Brief
Copy the listing exactly, leaving out every picture.

Data for this task
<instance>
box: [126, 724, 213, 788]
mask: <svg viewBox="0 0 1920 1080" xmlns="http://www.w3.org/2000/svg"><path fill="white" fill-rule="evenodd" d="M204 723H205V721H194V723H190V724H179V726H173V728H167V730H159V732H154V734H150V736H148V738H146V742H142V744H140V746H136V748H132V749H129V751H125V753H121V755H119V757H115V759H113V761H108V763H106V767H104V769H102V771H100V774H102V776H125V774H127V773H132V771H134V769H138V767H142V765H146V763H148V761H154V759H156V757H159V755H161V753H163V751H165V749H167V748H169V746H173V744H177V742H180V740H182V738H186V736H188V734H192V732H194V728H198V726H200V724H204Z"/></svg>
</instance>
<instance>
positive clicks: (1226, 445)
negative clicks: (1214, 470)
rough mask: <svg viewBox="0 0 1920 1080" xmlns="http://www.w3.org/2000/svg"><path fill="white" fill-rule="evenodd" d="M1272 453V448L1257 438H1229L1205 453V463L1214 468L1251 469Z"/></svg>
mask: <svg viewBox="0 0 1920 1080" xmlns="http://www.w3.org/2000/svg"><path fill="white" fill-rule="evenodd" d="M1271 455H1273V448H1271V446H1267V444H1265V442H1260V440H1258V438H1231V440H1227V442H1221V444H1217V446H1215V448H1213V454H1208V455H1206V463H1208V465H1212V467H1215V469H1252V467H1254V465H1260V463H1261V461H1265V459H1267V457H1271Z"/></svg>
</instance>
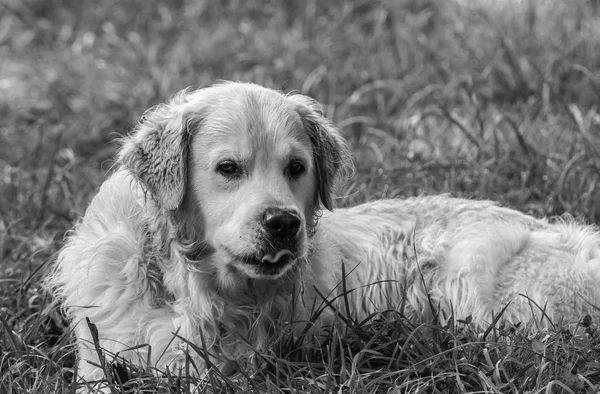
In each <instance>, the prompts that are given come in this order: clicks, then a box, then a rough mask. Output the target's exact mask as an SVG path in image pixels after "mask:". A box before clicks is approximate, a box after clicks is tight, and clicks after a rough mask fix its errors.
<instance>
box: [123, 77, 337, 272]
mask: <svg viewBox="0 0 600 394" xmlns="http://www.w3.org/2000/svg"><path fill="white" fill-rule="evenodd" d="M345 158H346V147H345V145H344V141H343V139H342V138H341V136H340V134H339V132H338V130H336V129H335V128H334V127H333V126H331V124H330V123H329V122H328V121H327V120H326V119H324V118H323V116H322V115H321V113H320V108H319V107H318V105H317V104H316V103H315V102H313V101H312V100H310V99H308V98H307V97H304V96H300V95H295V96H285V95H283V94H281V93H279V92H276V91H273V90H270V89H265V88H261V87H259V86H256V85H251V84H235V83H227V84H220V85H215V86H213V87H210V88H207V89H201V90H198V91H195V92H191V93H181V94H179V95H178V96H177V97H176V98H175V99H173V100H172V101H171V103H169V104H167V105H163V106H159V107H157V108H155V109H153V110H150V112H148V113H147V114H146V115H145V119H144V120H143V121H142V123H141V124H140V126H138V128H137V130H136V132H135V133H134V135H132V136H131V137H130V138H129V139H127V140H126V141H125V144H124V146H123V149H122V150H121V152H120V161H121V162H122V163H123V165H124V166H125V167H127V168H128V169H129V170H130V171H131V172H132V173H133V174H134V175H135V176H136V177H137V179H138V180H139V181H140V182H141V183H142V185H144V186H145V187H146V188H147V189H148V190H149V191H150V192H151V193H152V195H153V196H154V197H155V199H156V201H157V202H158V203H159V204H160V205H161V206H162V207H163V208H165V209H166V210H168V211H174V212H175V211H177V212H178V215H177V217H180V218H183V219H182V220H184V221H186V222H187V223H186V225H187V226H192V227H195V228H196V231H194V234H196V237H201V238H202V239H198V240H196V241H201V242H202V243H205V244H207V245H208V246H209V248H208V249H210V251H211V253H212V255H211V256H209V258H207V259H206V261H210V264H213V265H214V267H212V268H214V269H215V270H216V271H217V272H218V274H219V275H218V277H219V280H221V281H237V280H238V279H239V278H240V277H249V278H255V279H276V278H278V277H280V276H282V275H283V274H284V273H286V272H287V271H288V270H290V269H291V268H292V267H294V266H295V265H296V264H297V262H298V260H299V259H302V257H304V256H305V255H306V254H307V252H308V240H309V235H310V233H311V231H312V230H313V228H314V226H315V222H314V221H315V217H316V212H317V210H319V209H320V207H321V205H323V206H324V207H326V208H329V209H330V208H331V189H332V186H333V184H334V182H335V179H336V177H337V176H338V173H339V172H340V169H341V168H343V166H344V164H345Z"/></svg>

Solved exercise
<instance>
box: [126, 724, 213, 788]
mask: <svg viewBox="0 0 1920 1080" xmlns="http://www.w3.org/2000/svg"><path fill="white" fill-rule="evenodd" d="M204 723H205V721H194V723H190V724H179V726H173V728H167V730H159V732H154V734H150V736H148V738H146V742H142V744H140V746H136V748H132V749H129V751H125V753H121V755H119V757H115V759H113V761H108V763H106V767H104V769H102V771H100V774H102V776H125V774H127V773H132V771H134V769H138V767H142V765H146V763H148V761H154V759H156V757H159V755H161V753H163V751H165V749H167V748H169V746H173V744H177V742H180V740H182V738H186V736H188V734H192V732H194V728H198V726H200V724H204Z"/></svg>
</instance>
<instance>
positive clicks: (1226, 445)
negative clicks: (1214, 470)
rough mask: <svg viewBox="0 0 1920 1080" xmlns="http://www.w3.org/2000/svg"><path fill="white" fill-rule="evenodd" d="M1272 453V448L1257 438H1229L1205 453V463L1214 468L1251 469Z"/></svg>
mask: <svg viewBox="0 0 1920 1080" xmlns="http://www.w3.org/2000/svg"><path fill="white" fill-rule="evenodd" d="M1271 455H1273V448H1271V446H1267V444H1265V442H1260V440H1258V438H1231V440H1227V442H1221V444H1217V446H1215V448H1213V454H1208V455H1206V463H1208V465H1212V467H1215V469H1252V467H1254V465H1260V463H1261V461H1265V459H1267V457H1271Z"/></svg>
</instance>
In each <instance>, the prompts that are given come in this order: clicks, then a box, then a rough mask. Output the target's exact mask as an SVG path in image pixels after "mask:". A box before clicks is approximate, a box after clicks is tight, and clicks after a rough mask fix its errors.
<instance>
box: [123, 77, 337, 272]
mask: <svg viewBox="0 0 600 394" xmlns="http://www.w3.org/2000/svg"><path fill="white" fill-rule="evenodd" d="M345 158H346V147H345V145H344V141H343V139H342V138H341V136H340V134H339V132H338V130H336V129H335V128H334V127H333V126H331V124H330V123H329V122H328V121H327V120H326V119H324V118H323V116H322V115H321V113H320V108H319V107H318V105H317V104H316V103H315V102H313V101H312V100H310V99H308V98H307V97H304V96H300V95H295V96H285V95H283V94H281V93H279V92H276V91H273V90H270V89H265V88H261V87H259V86H256V85H251V84H235V83H227V84H220V85H215V86H213V87H210V88H207V89H201V90H198V91H195V92H191V93H181V94H179V95H178V96H177V97H176V98H175V99H173V100H172V101H171V103H169V104H167V105H163V106H159V107H157V108H155V109H153V110H150V112H148V113H147V114H146V115H145V119H144V120H143V121H142V123H141V124H140V126H138V128H137V130H136V132H135V133H134V135H132V136H131V137H130V138H129V139H127V140H126V141H125V144H124V146H123V149H122V150H121V152H120V161H121V162H122V163H123V165H124V166H125V167H127V168H128V169H129V170H130V171H131V172H132V173H133V174H134V175H135V176H136V177H137V179H138V180H139V181H140V182H141V183H142V185H144V186H145V187H146V188H147V189H148V190H149V191H150V192H151V193H152V195H153V196H154V197H155V199H156V201H157V202H158V203H159V204H160V205H161V206H162V207H163V208H165V209H166V210H168V211H174V212H175V211H177V212H178V215H177V217H180V218H183V219H182V220H184V221H186V222H187V223H186V225H187V226H192V227H195V228H196V231H194V234H196V237H201V238H202V239H198V240H196V241H201V242H202V243H205V244H207V245H208V246H209V248H208V249H210V251H211V253H212V255H211V256H209V258H207V259H206V261H210V264H213V265H214V267H212V268H214V269H215V270H216V271H217V272H218V274H219V275H218V277H219V280H221V281H237V280H238V279H239V278H240V277H249V278H255V279H276V278H278V277H280V276H282V275H283V274H284V273H286V272H287V271H288V270H290V269H291V268H292V267H294V266H295V265H296V264H297V262H298V260H299V259H302V257H304V256H305V255H306V254H307V252H308V240H309V235H310V233H311V231H312V230H313V228H314V226H315V222H314V221H315V217H316V212H317V210H319V209H320V207H321V205H323V206H324V207H326V208H329V209H330V208H331V189H332V186H333V184H334V182H335V179H336V177H337V176H338V173H339V172H340V169H341V168H343V166H344V164H345Z"/></svg>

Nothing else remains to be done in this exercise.